Reproduce verbatim the stretch of the entries below from the line containing "For the dataset, tag each instance of the forest" through the line containing "Query: ivy on tree trunk".

_DATA TO USE:_
======
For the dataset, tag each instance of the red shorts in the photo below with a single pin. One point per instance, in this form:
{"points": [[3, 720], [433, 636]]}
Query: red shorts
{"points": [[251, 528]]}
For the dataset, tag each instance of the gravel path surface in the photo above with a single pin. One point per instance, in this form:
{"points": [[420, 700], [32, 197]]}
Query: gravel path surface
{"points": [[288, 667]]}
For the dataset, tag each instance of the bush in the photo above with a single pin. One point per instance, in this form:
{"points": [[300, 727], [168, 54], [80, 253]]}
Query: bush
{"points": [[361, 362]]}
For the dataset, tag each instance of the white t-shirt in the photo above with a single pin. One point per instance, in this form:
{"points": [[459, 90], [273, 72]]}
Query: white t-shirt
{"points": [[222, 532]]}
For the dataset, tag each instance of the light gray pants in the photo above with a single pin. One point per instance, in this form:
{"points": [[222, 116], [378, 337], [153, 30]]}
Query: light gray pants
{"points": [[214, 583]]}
======
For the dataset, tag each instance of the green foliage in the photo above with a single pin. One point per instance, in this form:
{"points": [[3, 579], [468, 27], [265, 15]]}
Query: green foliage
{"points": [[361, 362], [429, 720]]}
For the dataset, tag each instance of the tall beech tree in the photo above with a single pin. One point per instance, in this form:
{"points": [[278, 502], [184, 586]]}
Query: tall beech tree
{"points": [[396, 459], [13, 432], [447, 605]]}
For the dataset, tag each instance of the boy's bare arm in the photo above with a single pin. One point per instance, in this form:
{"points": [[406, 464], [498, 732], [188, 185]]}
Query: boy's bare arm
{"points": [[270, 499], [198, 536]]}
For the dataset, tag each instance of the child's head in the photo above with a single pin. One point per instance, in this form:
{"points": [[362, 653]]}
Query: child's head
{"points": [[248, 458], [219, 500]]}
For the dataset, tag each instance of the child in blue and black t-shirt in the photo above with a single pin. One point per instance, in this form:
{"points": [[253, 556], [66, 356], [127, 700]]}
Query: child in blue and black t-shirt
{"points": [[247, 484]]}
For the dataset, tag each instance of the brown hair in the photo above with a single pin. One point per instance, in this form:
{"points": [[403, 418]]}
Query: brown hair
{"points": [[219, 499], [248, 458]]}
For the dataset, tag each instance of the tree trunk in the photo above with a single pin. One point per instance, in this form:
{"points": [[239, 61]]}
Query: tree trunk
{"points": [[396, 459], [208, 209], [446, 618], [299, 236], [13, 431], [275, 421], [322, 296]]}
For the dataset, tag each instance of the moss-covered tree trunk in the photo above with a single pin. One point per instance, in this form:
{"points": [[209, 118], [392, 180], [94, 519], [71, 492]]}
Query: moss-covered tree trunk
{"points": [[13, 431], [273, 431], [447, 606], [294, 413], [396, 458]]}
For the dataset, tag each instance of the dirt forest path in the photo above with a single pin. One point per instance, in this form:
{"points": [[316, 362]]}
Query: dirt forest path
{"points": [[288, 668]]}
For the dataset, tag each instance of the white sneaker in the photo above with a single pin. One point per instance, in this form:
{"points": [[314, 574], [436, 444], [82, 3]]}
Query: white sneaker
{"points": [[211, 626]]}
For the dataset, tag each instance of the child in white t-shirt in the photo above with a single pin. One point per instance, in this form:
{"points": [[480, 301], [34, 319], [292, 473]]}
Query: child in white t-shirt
======
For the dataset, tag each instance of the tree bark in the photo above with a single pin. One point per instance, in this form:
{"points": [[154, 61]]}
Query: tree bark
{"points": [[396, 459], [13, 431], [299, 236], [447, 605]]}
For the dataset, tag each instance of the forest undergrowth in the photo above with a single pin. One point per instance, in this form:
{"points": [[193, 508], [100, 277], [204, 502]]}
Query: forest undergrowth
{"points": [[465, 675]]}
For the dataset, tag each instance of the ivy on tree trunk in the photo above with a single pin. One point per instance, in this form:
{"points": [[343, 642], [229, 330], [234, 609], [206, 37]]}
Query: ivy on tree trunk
======
_OUTPUT OF THE TASK:_
For the dataset, tag each instance of the forest undergrowth in the photo above with a single pin. One point per instance, in this form:
{"points": [[193, 508], [100, 277], [204, 502]]}
Query: forest undergrowth
{"points": [[465, 675]]}
For the dataset, tag each instance of the ivy on tree trunk in the photo above with a single pin. One point per instance, in this form:
{"points": [[343, 642], [229, 330], [234, 609], [206, 37]]}
Query: ivy on tree trunk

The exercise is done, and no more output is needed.